##### DATA

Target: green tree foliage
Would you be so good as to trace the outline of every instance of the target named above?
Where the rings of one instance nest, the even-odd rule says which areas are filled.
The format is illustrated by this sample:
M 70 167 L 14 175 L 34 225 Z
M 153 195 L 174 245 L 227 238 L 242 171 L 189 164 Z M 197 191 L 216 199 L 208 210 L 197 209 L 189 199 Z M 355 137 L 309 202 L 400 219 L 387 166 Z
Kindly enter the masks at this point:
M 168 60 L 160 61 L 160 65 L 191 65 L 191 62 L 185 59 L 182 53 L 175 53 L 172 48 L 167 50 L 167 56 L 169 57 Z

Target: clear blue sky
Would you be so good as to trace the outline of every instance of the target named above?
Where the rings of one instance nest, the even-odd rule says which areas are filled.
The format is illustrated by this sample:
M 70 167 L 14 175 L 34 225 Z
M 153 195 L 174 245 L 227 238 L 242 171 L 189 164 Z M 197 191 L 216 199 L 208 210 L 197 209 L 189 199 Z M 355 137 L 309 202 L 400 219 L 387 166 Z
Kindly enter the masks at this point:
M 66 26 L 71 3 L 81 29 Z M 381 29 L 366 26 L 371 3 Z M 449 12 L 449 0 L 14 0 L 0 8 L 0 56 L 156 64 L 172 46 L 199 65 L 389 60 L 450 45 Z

##########

=== WHAT THE TASK ASKS ===
Put the stretch of the listing from its first line through the line containing "M 168 60 L 160" into a numbered list, and leave out any blank lines.

=== RESULT FOR THIS TASK ===
1. Target: green tree foliage
2. Would you be so good as to trace the outline of every instance of the target named above?
3. Where the rings of one instance nest, the even-odd rule says which areas are filled.
4. The format is illustrated by this sample:
5. M 70 167 L 14 175 L 34 225 Z
6. M 153 195 L 174 245 L 227 238 L 242 171 L 189 164 Z M 197 191 L 216 199 L 208 210 L 197 209 L 189 199 Z M 355 137 L 309 202 L 400 219 L 387 166 Z
7. Kindly enter the masks at this point:
8. M 168 60 L 160 61 L 160 65 L 191 65 L 191 62 L 185 59 L 182 53 L 175 53 L 172 48 L 167 50 L 167 56 L 169 57 Z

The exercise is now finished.